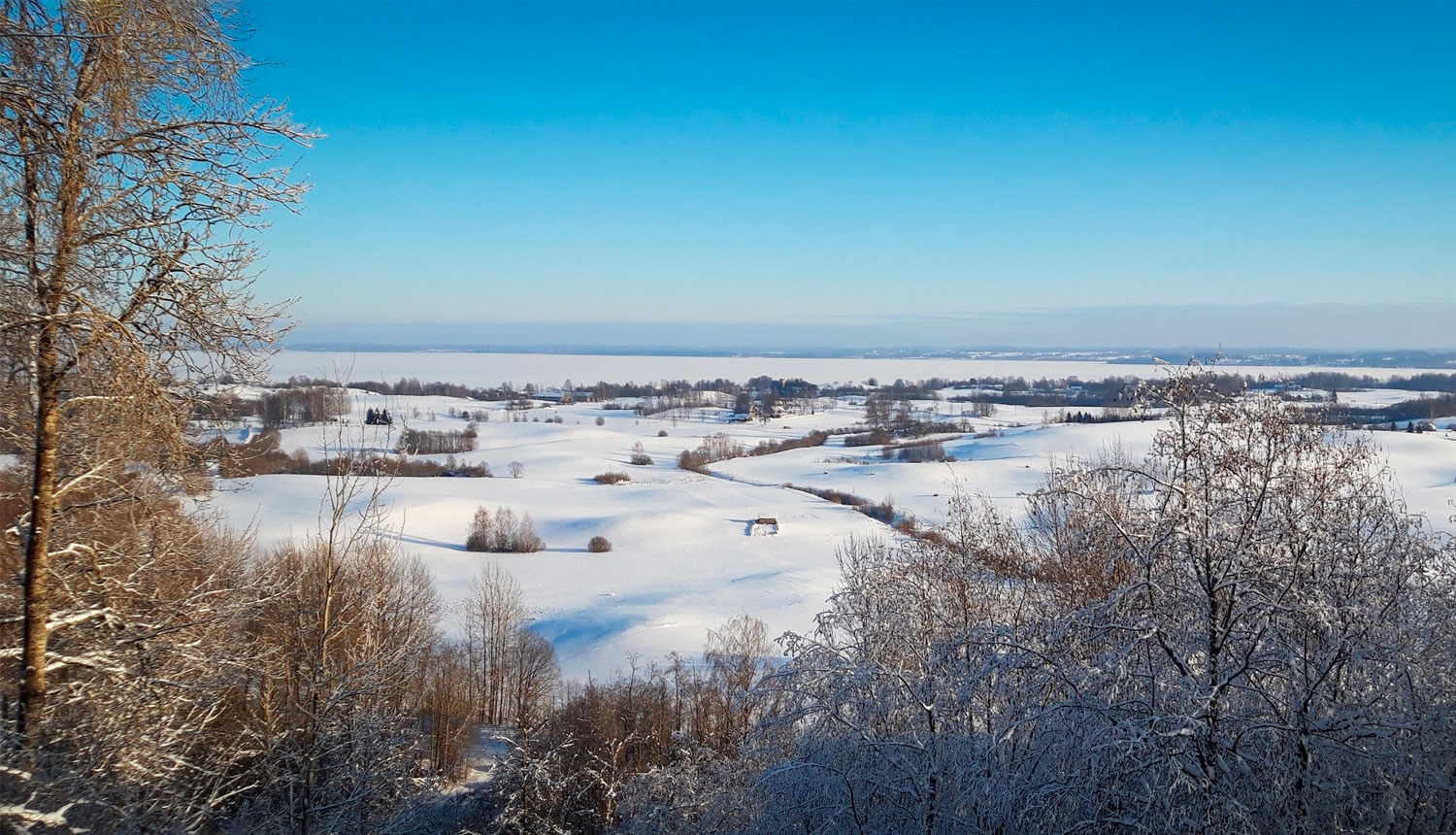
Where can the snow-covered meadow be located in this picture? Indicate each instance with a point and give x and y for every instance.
(683, 560)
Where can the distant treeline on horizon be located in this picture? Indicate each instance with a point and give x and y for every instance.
(1386, 358)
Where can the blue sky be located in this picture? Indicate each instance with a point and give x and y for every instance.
(817, 163)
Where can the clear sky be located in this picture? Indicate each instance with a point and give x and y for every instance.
(823, 163)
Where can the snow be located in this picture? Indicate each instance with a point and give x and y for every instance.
(549, 370)
(684, 558)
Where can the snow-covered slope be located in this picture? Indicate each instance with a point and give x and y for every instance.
(683, 558)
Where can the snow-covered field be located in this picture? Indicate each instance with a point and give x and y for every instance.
(683, 560)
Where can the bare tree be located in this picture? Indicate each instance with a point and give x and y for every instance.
(133, 169)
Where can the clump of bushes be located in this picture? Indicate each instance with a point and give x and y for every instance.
(428, 442)
(815, 438)
(916, 452)
(715, 447)
(640, 455)
(503, 532)
(262, 456)
(881, 511)
(870, 438)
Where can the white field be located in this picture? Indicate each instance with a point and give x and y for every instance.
(681, 558)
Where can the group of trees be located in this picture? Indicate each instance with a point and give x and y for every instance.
(431, 442)
(1245, 631)
(715, 447)
(503, 532)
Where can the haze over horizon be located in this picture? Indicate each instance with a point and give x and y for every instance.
(871, 174)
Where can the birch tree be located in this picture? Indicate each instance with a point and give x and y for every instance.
(134, 168)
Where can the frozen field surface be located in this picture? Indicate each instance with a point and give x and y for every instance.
(683, 557)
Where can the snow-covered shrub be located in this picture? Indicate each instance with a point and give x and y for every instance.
(640, 455)
(503, 532)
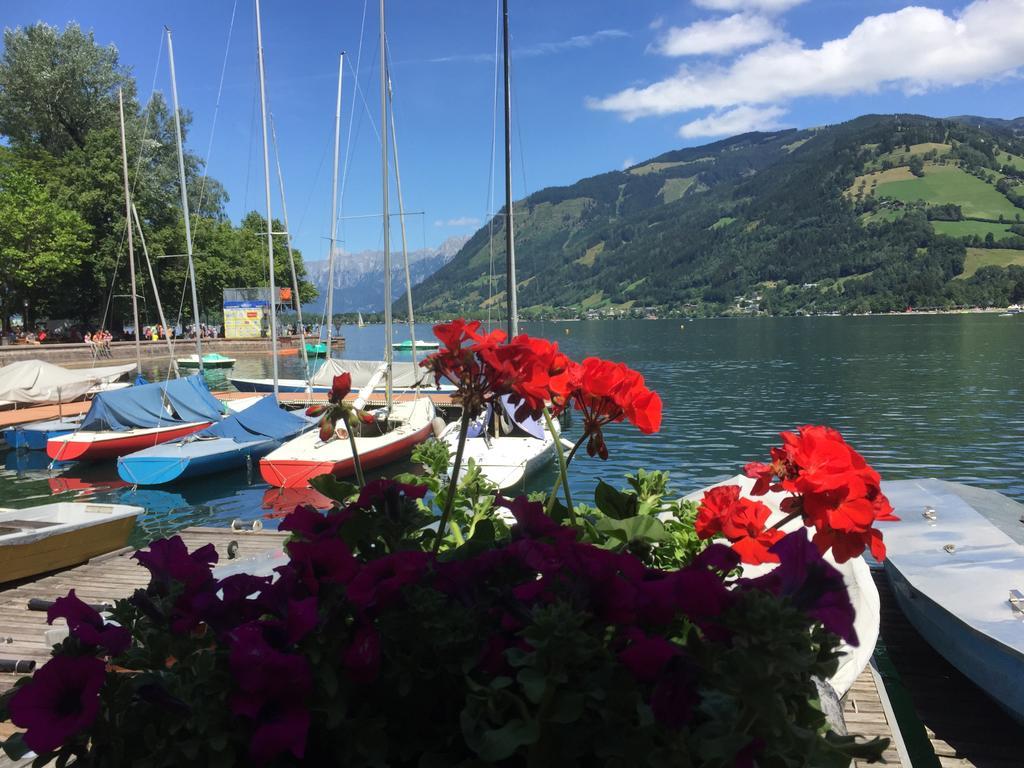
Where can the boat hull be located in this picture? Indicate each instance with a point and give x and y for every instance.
(79, 446)
(951, 569)
(35, 436)
(297, 473)
(91, 529)
(992, 667)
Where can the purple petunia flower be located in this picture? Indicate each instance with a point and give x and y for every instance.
(87, 626)
(60, 699)
(814, 586)
(380, 582)
(363, 656)
(169, 560)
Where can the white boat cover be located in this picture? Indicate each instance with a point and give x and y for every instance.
(856, 576)
(33, 382)
(403, 376)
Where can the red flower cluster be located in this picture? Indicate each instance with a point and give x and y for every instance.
(835, 491)
(329, 609)
(607, 392)
(740, 520)
(537, 374)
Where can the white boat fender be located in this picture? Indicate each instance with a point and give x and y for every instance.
(239, 524)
──────────
_Your assignment_: Copy exactly. Start at the line containing "Where can the red" and continue through the last line of the records.

_Reply to the exercise_:
Where can the red flower cluster be located in this picture? Indicate each instance with a point and give x and y for every instance.
(835, 491)
(329, 609)
(607, 392)
(740, 520)
(537, 374)
Where can the white boat fender be located in this picture? Indicate each instance with a point and give x and y for every instance.
(239, 524)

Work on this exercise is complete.